- **What is asked**:
Using the court opinion excerpt below, answer the following:
1. Whose testimony did Eckhardt say he would tend to give more weight to?
2. What did Eckhardt reply when asked whether he believes officers would always tell the truth before they testify?
3. What ruling by the trial court does the excerpt find was not an error?

#### Supplied passage ####

Eckhardt answered, “If called to testify, yes.” But, upon questioning by the State and
the Court, Eckhardt agreed that he could take an oath to follow the Court’s instructions
regardless of his personal feelings about the instructions, that he would tend to give
more weight to the testimony of a police officer over another witness but could be fair
and decide the case on the merits, that he could follow the instruction that he is the sole
judge of the credibility of the witnesses and the weight to be given their testimony, that
he could observe the courtroom demeanor of all the witnesses and determine who is
telling the truth and who may not be, and if it appeared that a police officer may not be
totally truthful, could make that finding in the verdict.
Phillips then reiterated that Eckhardt’s previous response had been “if a police
officer testified, prior to them testifying, they’re called to testify, you believe that they
would always tell the truth.” Eckhardt replied, “Well, under oath.” Phillips affirmed
that the officer would be under oath. Then Eckhardt was asked, “You believe that prior
to them testifying that they would always tell the truth?” Eckhardt replied, “In my
heart I do, yes.” The Court then clarified with Eckhardt that he understood that police
officers are human and that there may be certain underlying facts that would cause
them to be tempted not to tell the truth. When asked if he could “call the balls and
strikes,” Eckhardt replied that “every situation is different and I understand that…I can
make that decision.”
Phillips v. State Page 6
Eckhardt’s answers were not extreme or absolute regarding the credibility of
police officers. Further, the law was explained to him and he was asked whether he
could follow that law, regardless. Phillips did not show Eckhardt could not overcome
his bias, if any, well enough to follow the law. Thus, the trial court did not err in
overruling Phillips’ challenge for cause.

#### Extracted information ####

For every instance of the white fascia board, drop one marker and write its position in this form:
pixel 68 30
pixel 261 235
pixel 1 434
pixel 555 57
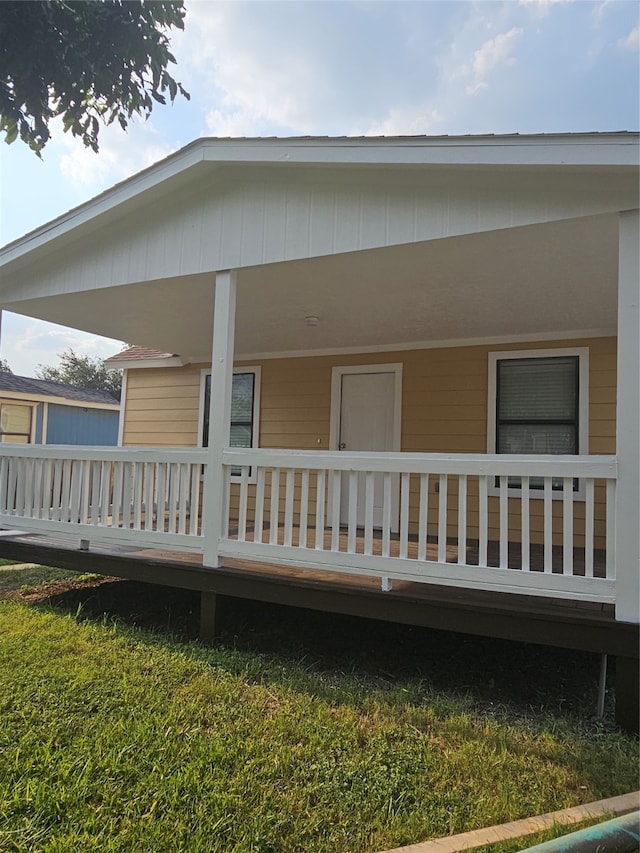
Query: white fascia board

####

- **Solution**:
1. The testimony of a police officer, over another witness.
2. "In my heart I do, yes."
3. Overruling Phillips' challenge for cause.